• [Required work]:
Lay out the records from their first line through the line containing "left=4, top=286, right=31, bottom=308", including both, as a Markdown table with columns named Row and Text, and leave out any blank lines.

(Stored data)

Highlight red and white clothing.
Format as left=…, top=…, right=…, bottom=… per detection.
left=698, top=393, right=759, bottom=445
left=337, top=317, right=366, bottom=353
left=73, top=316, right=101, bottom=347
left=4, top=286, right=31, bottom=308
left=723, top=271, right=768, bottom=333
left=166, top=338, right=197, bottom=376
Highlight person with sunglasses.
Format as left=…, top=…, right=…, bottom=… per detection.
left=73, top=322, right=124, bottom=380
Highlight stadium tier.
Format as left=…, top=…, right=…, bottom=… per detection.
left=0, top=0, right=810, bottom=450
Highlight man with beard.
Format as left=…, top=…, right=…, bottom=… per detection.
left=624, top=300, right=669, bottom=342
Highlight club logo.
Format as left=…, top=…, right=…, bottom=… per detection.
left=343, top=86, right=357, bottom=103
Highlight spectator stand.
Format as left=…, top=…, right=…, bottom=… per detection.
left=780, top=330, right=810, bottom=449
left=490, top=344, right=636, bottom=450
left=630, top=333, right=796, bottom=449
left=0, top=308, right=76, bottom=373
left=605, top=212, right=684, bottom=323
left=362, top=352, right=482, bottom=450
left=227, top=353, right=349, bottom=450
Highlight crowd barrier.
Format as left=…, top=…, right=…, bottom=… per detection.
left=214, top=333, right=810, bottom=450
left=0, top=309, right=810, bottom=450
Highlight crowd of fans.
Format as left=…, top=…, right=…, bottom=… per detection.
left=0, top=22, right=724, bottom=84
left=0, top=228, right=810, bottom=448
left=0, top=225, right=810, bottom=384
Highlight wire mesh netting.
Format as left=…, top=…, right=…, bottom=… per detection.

• [The completed task]:
| Row | Text |
|---|---|
| 1 | Highlight red and white clothing. |
| 2 | Format as left=…, top=…, right=…, bottom=… per detection. |
| 3 | left=698, top=393, right=759, bottom=445 |
| 4 | left=337, top=317, right=366, bottom=353 |
| 5 | left=73, top=316, right=101, bottom=347 |
| 6 | left=4, top=286, right=31, bottom=308 |